Stored data entries
--- START ---
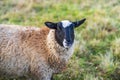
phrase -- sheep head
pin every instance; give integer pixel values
(64, 31)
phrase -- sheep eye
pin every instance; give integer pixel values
(59, 28)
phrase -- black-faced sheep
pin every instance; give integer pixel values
(39, 52)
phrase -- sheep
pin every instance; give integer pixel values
(38, 52)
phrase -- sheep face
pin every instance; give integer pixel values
(64, 31)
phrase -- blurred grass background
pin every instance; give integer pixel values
(97, 49)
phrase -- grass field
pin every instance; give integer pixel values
(97, 49)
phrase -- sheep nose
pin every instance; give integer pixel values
(67, 41)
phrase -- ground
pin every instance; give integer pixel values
(97, 49)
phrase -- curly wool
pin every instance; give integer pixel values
(31, 51)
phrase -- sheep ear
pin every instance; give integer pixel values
(51, 25)
(78, 23)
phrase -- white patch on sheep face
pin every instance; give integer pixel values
(66, 23)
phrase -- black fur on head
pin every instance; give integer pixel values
(64, 31)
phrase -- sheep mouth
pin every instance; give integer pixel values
(67, 46)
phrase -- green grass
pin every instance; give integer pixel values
(97, 50)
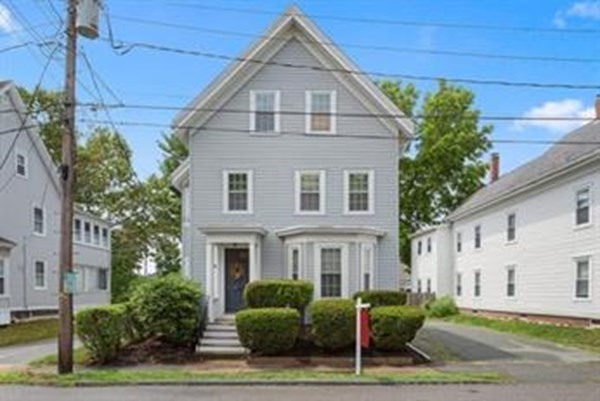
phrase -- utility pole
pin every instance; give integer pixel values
(67, 176)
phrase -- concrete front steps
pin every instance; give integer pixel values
(221, 340)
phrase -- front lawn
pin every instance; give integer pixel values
(188, 376)
(584, 338)
(28, 332)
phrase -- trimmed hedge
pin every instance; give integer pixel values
(168, 306)
(392, 327)
(268, 331)
(278, 294)
(101, 330)
(333, 323)
(442, 307)
(382, 297)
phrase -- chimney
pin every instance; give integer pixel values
(495, 166)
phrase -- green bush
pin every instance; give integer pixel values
(382, 297)
(442, 307)
(392, 327)
(268, 331)
(168, 306)
(333, 323)
(100, 329)
(278, 294)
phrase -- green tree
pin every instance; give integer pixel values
(443, 165)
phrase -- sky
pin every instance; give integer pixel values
(564, 29)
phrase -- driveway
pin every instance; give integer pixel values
(472, 348)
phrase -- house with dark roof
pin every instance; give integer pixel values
(30, 220)
(526, 244)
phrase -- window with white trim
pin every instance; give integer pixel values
(320, 111)
(583, 210)
(331, 272)
(310, 192)
(264, 106)
(511, 278)
(368, 262)
(39, 275)
(238, 192)
(21, 164)
(477, 284)
(359, 191)
(3, 275)
(39, 221)
(583, 278)
(77, 235)
(511, 227)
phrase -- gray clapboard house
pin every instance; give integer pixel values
(292, 171)
(30, 221)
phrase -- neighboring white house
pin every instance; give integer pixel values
(30, 221)
(527, 244)
(295, 185)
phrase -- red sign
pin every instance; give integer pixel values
(365, 330)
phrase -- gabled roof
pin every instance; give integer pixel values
(557, 160)
(290, 24)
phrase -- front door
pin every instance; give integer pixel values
(237, 270)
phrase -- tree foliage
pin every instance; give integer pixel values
(443, 165)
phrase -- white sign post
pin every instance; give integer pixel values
(358, 363)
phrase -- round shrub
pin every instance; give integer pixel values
(392, 327)
(442, 307)
(168, 306)
(268, 331)
(333, 323)
(278, 294)
(101, 330)
(382, 297)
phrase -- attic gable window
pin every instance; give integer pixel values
(320, 112)
(264, 107)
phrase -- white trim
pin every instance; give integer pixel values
(371, 197)
(44, 220)
(276, 111)
(291, 249)
(318, 247)
(18, 153)
(322, 192)
(332, 110)
(45, 265)
(249, 192)
(577, 259)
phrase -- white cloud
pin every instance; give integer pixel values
(587, 9)
(566, 108)
(7, 22)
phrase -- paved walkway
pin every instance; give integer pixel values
(528, 360)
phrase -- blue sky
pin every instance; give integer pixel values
(148, 77)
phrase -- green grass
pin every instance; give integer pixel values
(129, 376)
(28, 332)
(584, 338)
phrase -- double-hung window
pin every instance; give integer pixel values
(21, 164)
(39, 221)
(264, 116)
(320, 112)
(511, 278)
(237, 192)
(511, 227)
(583, 210)
(310, 192)
(359, 192)
(39, 275)
(583, 278)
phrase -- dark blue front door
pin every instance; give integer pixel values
(237, 266)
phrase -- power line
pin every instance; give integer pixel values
(398, 22)
(394, 49)
(123, 47)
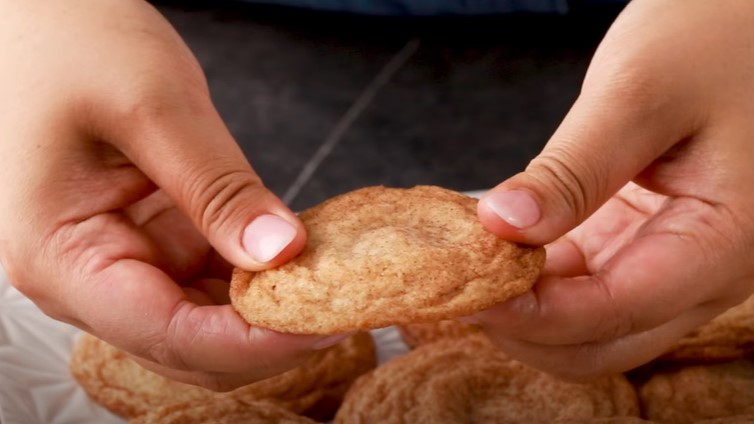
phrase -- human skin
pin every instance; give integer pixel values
(126, 200)
(644, 195)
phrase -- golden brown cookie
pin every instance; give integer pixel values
(694, 393)
(736, 419)
(415, 335)
(382, 256)
(728, 337)
(315, 388)
(609, 420)
(469, 381)
(222, 411)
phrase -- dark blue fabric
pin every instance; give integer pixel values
(428, 7)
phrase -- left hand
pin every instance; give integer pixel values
(644, 195)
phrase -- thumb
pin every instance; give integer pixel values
(185, 148)
(588, 159)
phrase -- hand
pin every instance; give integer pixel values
(119, 181)
(633, 266)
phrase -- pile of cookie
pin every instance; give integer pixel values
(379, 257)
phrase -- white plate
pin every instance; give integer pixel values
(35, 385)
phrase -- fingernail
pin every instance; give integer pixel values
(516, 207)
(331, 340)
(267, 236)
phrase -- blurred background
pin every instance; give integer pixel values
(325, 102)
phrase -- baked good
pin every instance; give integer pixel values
(728, 337)
(382, 256)
(698, 392)
(415, 335)
(225, 411)
(315, 388)
(469, 381)
(735, 419)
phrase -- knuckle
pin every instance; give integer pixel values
(214, 382)
(613, 321)
(212, 198)
(568, 179)
(627, 87)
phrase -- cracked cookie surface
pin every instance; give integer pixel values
(383, 256)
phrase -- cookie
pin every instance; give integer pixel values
(736, 419)
(225, 411)
(609, 420)
(415, 335)
(469, 381)
(729, 336)
(315, 388)
(382, 256)
(698, 392)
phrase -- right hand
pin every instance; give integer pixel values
(126, 200)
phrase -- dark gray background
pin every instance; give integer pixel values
(323, 103)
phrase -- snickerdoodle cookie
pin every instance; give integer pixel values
(415, 335)
(469, 381)
(729, 336)
(698, 392)
(382, 256)
(315, 388)
(226, 411)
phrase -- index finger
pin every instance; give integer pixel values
(678, 260)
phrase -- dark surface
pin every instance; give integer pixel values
(472, 105)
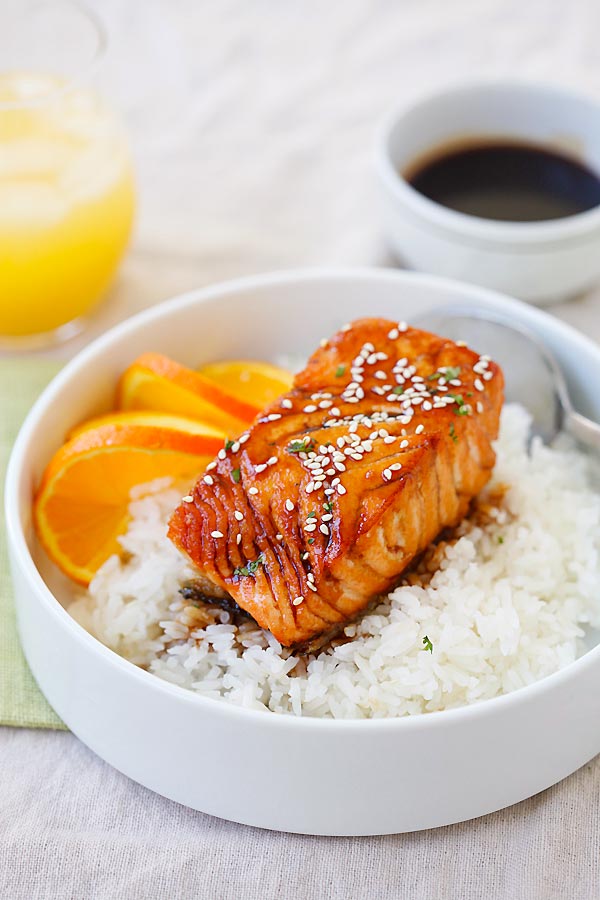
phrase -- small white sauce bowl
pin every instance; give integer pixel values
(540, 262)
(315, 776)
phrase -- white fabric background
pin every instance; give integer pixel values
(252, 124)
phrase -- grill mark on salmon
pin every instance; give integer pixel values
(382, 442)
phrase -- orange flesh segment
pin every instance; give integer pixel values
(82, 504)
(257, 382)
(155, 382)
(148, 418)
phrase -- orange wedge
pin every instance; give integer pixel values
(156, 419)
(155, 382)
(81, 506)
(255, 382)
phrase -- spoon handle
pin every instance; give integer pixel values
(586, 431)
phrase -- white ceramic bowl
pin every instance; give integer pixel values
(304, 775)
(541, 262)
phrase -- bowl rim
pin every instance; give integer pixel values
(22, 557)
(523, 237)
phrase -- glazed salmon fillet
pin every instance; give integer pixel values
(321, 505)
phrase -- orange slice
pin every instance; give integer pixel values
(156, 419)
(258, 383)
(155, 382)
(81, 506)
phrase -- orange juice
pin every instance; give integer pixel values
(66, 202)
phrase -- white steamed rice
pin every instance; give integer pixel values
(507, 601)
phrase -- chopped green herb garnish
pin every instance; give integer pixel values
(250, 568)
(451, 372)
(302, 446)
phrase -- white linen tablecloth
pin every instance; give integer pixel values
(252, 125)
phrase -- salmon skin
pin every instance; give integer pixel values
(321, 505)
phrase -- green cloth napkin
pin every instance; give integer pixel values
(21, 702)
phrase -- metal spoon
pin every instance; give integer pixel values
(532, 375)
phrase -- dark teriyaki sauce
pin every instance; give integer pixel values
(506, 181)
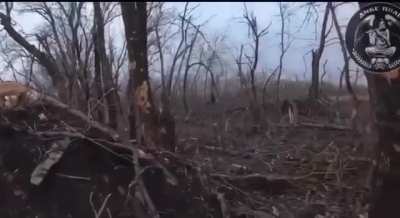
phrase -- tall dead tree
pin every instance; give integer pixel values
(256, 34)
(143, 115)
(385, 102)
(316, 56)
(284, 44)
(104, 69)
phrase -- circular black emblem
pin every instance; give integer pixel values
(373, 37)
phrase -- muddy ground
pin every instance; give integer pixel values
(223, 169)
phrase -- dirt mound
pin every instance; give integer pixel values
(89, 180)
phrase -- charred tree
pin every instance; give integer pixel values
(385, 102)
(316, 57)
(143, 116)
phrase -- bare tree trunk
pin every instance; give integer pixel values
(316, 57)
(110, 91)
(143, 115)
(385, 102)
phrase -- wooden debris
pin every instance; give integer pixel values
(54, 155)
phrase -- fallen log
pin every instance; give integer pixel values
(326, 126)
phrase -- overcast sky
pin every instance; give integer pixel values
(224, 19)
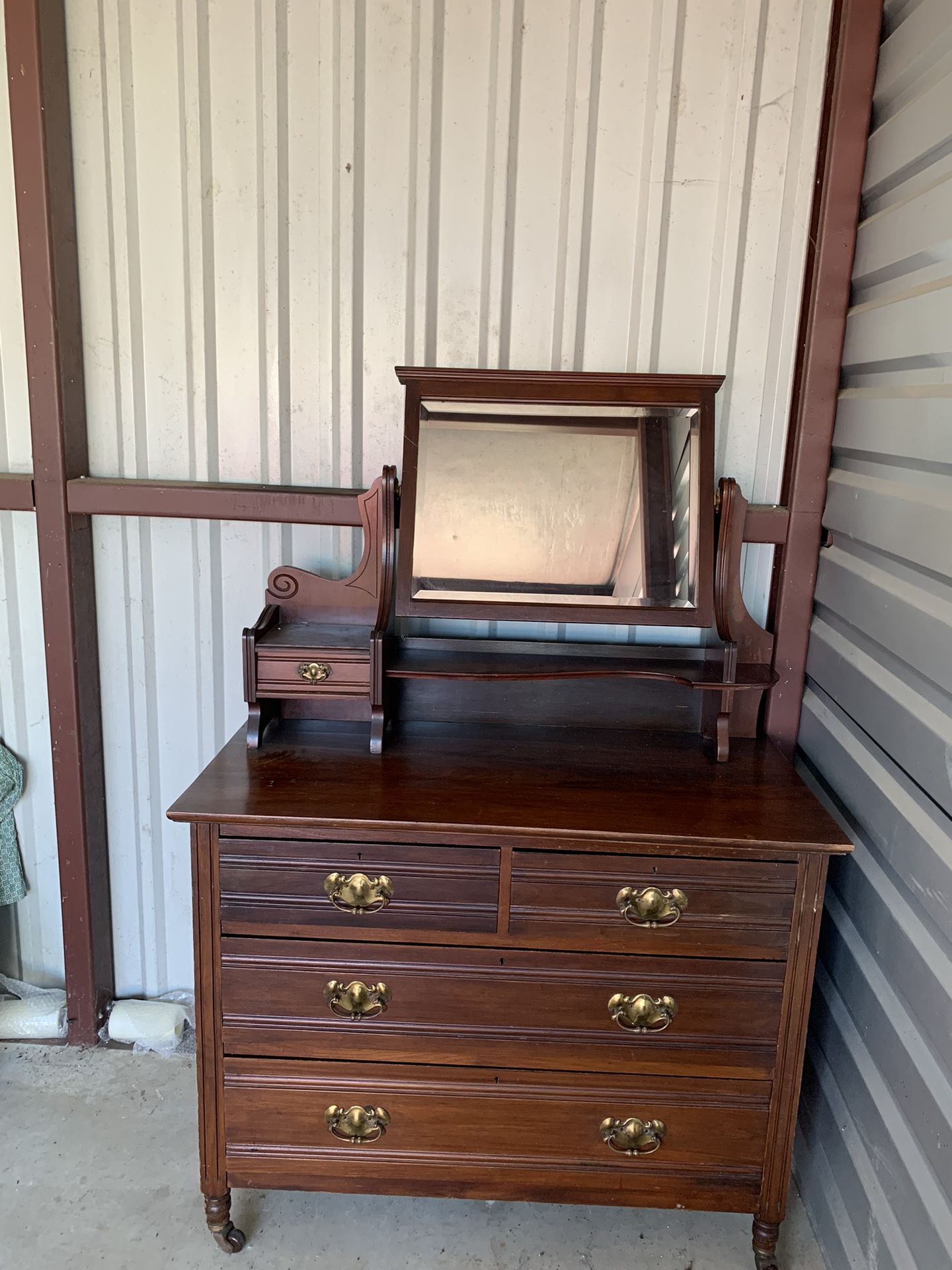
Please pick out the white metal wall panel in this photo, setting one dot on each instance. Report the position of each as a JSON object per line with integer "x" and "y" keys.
{"x": 876, "y": 736}
{"x": 31, "y": 933}
{"x": 280, "y": 200}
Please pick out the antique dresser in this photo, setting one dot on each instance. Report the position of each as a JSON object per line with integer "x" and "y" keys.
{"x": 550, "y": 935}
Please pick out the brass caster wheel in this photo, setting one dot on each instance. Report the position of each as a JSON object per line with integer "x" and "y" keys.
{"x": 229, "y": 1238}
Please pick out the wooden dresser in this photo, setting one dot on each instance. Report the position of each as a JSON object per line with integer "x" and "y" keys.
{"x": 504, "y": 963}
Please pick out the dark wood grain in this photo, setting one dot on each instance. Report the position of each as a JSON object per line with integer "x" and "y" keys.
{"x": 420, "y": 663}
{"x": 512, "y": 1009}
{"x": 530, "y": 1128}
{"x": 586, "y": 789}
{"x": 734, "y": 908}
{"x": 266, "y": 886}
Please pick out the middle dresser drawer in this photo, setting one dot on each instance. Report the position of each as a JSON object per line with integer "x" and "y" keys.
{"x": 301, "y": 888}
{"x": 294, "y": 999}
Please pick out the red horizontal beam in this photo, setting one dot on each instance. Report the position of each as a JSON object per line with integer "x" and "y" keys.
{"x": 292, "y": 505}
{"x": 764, "y": 524}
{"x": 207, "y": 501}
{"x": 16, "y": 492}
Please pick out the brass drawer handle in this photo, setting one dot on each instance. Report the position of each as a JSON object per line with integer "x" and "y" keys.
{"x": 643, "y": 1013}
{"x": 358, "y": 893}
{"x": 634, "y": 1137}
{"x": 314, "y": 671}
{"x": 651, "y": 907}
{"x": 357, "y": 1126}
{"x": 356, "y": 1000}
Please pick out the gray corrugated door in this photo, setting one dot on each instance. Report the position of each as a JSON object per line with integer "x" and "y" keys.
{"x": 875, "y": 1151}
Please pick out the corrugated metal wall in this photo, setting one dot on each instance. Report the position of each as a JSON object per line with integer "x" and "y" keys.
{"x": 31, "y": 933}
{"x": 875, "y": 1158}
{"x": 280, "y": 200}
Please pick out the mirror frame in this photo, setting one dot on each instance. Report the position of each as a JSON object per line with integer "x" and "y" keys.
{"x": 559, "y": 388}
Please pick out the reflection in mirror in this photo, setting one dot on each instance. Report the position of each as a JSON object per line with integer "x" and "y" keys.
{"x": 556, "y": 505}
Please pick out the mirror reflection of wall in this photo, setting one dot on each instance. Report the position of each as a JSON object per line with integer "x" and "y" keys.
{"x": 561, "y": 505}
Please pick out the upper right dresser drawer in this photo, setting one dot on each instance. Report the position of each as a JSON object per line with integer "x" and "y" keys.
{"x": 658, "y": 905}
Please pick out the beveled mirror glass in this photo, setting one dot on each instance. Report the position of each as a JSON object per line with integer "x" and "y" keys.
{"x": 560, "y": 497}
{"x": 555, "y": 505}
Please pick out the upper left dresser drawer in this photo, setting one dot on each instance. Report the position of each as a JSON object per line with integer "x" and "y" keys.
{"x": 300, "y": 888}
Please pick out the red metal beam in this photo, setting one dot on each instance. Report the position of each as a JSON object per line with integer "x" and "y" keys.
{"x": 766, "y": 524}
{"x": 42, "y": 160}
{"x": 206, "y": 501}
{"x": 16, "y": 492}
{"x": 851, "y": 75}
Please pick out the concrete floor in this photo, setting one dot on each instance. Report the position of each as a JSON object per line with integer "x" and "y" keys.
{"x": 98, "y": 1169}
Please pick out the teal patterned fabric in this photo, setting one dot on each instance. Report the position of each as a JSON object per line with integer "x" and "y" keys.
{"x": 13, "y": 886}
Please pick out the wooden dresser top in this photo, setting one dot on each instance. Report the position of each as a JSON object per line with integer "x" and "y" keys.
{"x": 575, "y": 788}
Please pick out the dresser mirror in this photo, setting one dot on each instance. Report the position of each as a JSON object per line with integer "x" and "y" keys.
{"x": 579, "y": 502}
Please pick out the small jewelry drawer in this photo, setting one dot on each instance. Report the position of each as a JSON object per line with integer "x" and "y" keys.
{"x": 509, "y": 1007}
{"x": 331, "y": 672}
{"x": 300, "y": 888}
{"x": 476, "y": 1130}
{"x": 654, "y": 905}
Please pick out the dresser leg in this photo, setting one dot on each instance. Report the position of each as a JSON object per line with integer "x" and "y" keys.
{"x": 766, "y": 1244}
{"x": 218, "y": 1214}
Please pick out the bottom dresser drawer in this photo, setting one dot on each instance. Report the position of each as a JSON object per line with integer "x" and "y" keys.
{"x": 484, "y": 1133}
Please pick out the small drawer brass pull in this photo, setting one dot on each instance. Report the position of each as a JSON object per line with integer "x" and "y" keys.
{"x": 651, "y": 907}
{"x": 356, "y": 1000}
{"x": 314, "y": 671}
{"x": 634, "y": 1137}
{"x": 358, "y": 893}
{"x": 358, "y": 1124}
{"x": 643, "y": 1013}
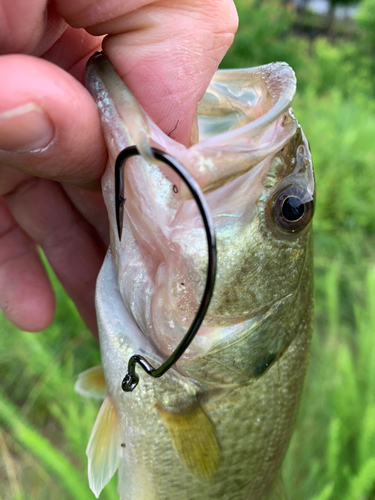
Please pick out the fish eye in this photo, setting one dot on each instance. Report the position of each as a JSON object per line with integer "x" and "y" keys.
{"x": 293, "y": 209}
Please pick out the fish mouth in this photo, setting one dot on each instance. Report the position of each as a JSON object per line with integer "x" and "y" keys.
{"x": 243, "y": 121}
{"x": 243, "y": 118}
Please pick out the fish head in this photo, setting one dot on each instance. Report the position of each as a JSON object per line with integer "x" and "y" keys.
{"x": 217, "y": 424}
{"x": 252, "y": 161}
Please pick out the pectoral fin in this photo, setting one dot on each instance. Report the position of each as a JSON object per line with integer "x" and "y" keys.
{"x": 91, "y": 383}
{"x": 104, "y": 448}
{"x": 194, "y": 438}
--- END ---
### Task prompt
From the records above, print only the lines between the one holding "phrase -- trimmed hedge" and the one holding "phrase -- green bush", inclusive, exactly as they stand.

### Solution for this task
phrase -- trimmed hedge
pin every instance; give integer pixel values
(168, 306)
(392, 327)
(268, 331)
(278, 294)
(101, 330)
(333, 323)
(442, 307)
(382, 297)
phrase -- chimney
pin every instance; give integer pixel values
(495, 166)
phrase -- green bush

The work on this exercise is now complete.